Saved entries:
________________________________________

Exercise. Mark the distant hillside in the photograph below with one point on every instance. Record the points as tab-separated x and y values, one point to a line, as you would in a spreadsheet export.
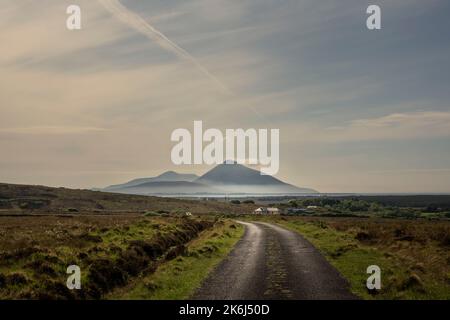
223	179
237	178
170	187
20	199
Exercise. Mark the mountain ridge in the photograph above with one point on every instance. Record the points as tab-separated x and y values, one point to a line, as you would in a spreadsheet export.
226	178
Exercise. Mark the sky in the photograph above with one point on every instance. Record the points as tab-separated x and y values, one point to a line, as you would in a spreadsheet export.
358	110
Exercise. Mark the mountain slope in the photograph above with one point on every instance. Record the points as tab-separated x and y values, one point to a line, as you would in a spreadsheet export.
223	179
170	187
236	178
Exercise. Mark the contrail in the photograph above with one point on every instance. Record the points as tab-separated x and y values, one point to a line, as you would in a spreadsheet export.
138	23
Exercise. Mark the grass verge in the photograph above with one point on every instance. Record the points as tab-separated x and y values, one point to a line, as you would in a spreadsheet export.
179	278
406	271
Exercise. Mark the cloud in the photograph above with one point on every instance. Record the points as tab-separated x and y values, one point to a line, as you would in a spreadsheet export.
52	130
138	23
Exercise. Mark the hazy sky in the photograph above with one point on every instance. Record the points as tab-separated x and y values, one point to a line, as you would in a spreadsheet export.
358	110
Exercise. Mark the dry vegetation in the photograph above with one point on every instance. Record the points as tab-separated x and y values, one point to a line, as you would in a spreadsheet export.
110	250
413	254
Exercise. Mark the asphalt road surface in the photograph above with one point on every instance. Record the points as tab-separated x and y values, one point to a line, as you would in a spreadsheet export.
270	262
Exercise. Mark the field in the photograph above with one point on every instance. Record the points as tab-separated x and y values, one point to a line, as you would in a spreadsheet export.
112	252
115	239
138	247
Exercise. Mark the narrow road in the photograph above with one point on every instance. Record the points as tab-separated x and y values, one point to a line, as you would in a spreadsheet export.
270	262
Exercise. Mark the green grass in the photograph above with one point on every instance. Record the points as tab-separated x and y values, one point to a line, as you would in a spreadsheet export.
178	279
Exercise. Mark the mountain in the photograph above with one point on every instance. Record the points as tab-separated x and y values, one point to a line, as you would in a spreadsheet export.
165	177
236	178
170	187
226	178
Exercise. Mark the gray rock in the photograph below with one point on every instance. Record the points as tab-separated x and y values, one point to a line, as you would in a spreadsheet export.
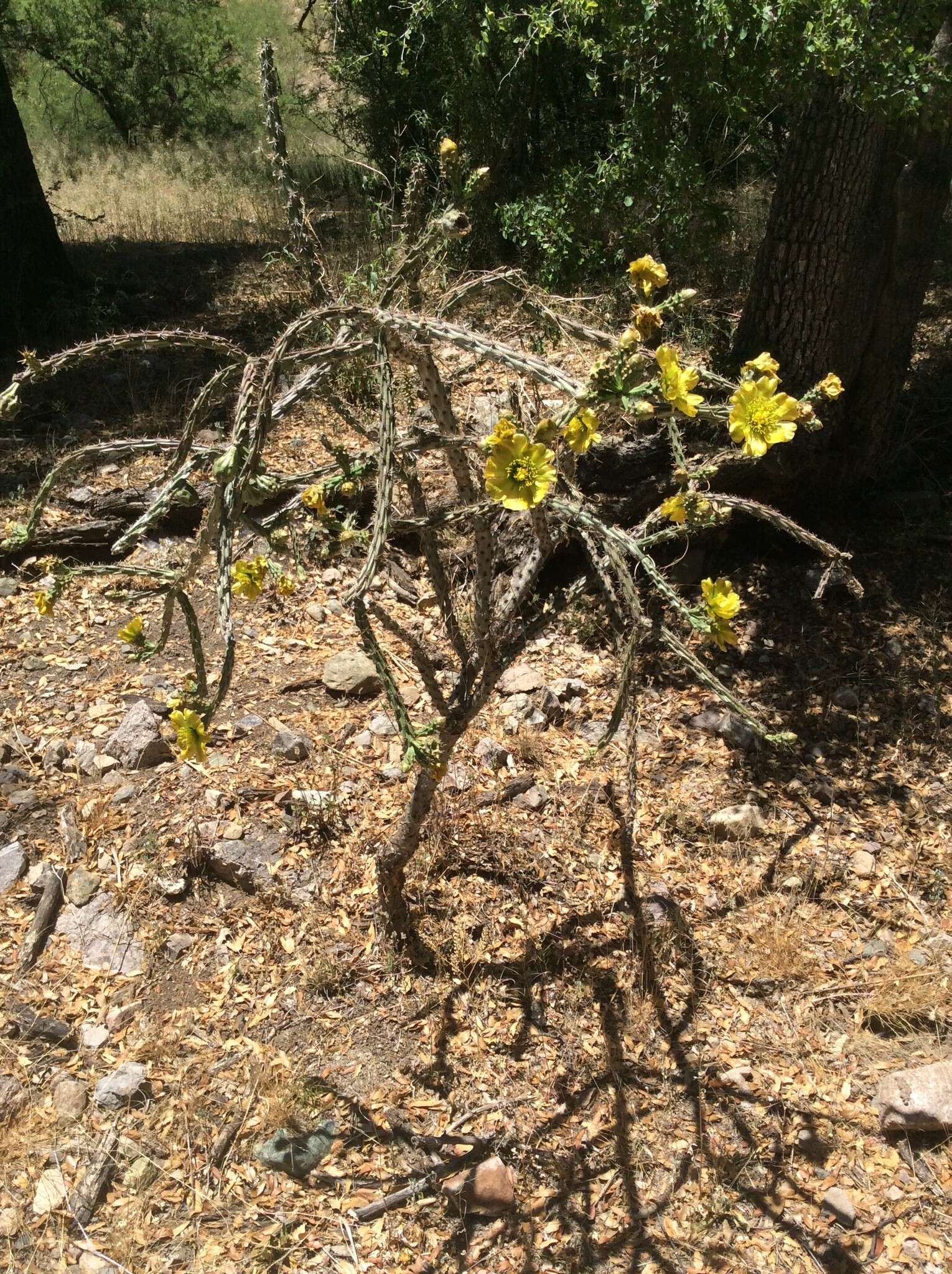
141	1174
176	944
718	722
245	864
351	673
737	822
520	679
126	1086
13	864
92	1035
13	1099
569	688
847	699
492	753
291	746
863	864
534	799
840	1206
383	727
54	755
551	706
138	742
296	1153
248	724
918	1099
102	936
70	1099
82	886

________________________________________

What the exercise asks |
Output the records above unchanged, minus their pictures.

The completed task |
Exercise. Mark the distant hillside in the photograph below with one point on every instance. Record the points as tab-separated x and y values, one point to a line, as you would in a spreadsheet export.
223	179
237	178
170	187
20	199
Exercise. Mark the mountain ridge in the photograph above with one point on every instance. Record the points as tab-separated x and y values, one point to a line, as you would in a spreadsheet export.
226	178
Exercise. Mark the sky in the photograph above with one point on every instance. Record the points as tab-separated x and y values, one point to a line, as you would in a spreadsheet export.
358	110
Exercise. Mark the mountain slope in the photograph above with one point on every instance. Record the points as tab-separated x and y values, one point to a line, as you would in a spreadsheet export.
223	179
170	187
236	178
Exercise. Mark the contrail in the photograph above with one point on every instance. Record the points as tab-separated x and y values, one point to a line, as you would in a spreadsheet export.
138	23
Exercise. Mark the grass verge in the photograph above with one point on every instance. Record the points as tab-separated x and y values, one point to a line, as you would in a spreadsheet export.
179	278
406	271
Exercise. Mark the cloud in the photograph above with one point on every instance. Record the points as tab-separated x and y values, one point to a line, as you would in a spreadsheet export.
52	130
138	23
Exercise. Mark the hazy sky in the photograph above with one point on every instance. Record the points as tab-separated x and y values, one point to a line, as you would in a spreadsheet export.
358	110
Exercise. Mark the dry vegetation in the photograph above with one point on every instance. Record the points as tab-separated x and y values, one point to a line, as you would in a spreadsheet export.
110	250
413	254
Exercise. Mark the asphalt road surface in the photograph above with one point on every instance. Record the points as tab-separated x and y values, one point to a line, as you would in a spreadsheet export.
270	262
Exercise. Mark the field in the photograph above with one point on every instance. Record the points as tab-separated x and y values, one point to a line, as you would in a spreadsheet export.
112	252
115	239
138	247
Exercise. Mark the narrow road in the photograph above with one point on every instance. Record the points as tab-separated x and y values, one point to a line, as you would in a spreadsheet export.
270	262
Exercise. Mark the green grass in the photograph above with one point on every instance. Record the points as tab-separated x and y values, one point to a line, as you would in a spreadsheet export.
178	279
Exercise. Mark the mountain in the photograph above with one point on every instance. Record the points as tab-separated x and y values, one point to a line, as you would in a spreadsheet export.
165	177
236	178
170	187
226	178
Exercise. Mark the gray rock in the photograph below with one point on every instance. Record the points as tab-separated x and y values, one point to a line, as you would in a spreadsheet export.
141	1174
176	944
718	722
245	864
351	673
737	822
520	679
126	1086
13	864
92	1035
13	1099
569	688
847	699
492	753
291	746
863	864
534	799
840	1206
383	727
54	755
551	706
138	742
296	1153
248	724
918	1099
102	936
70	1099
82	886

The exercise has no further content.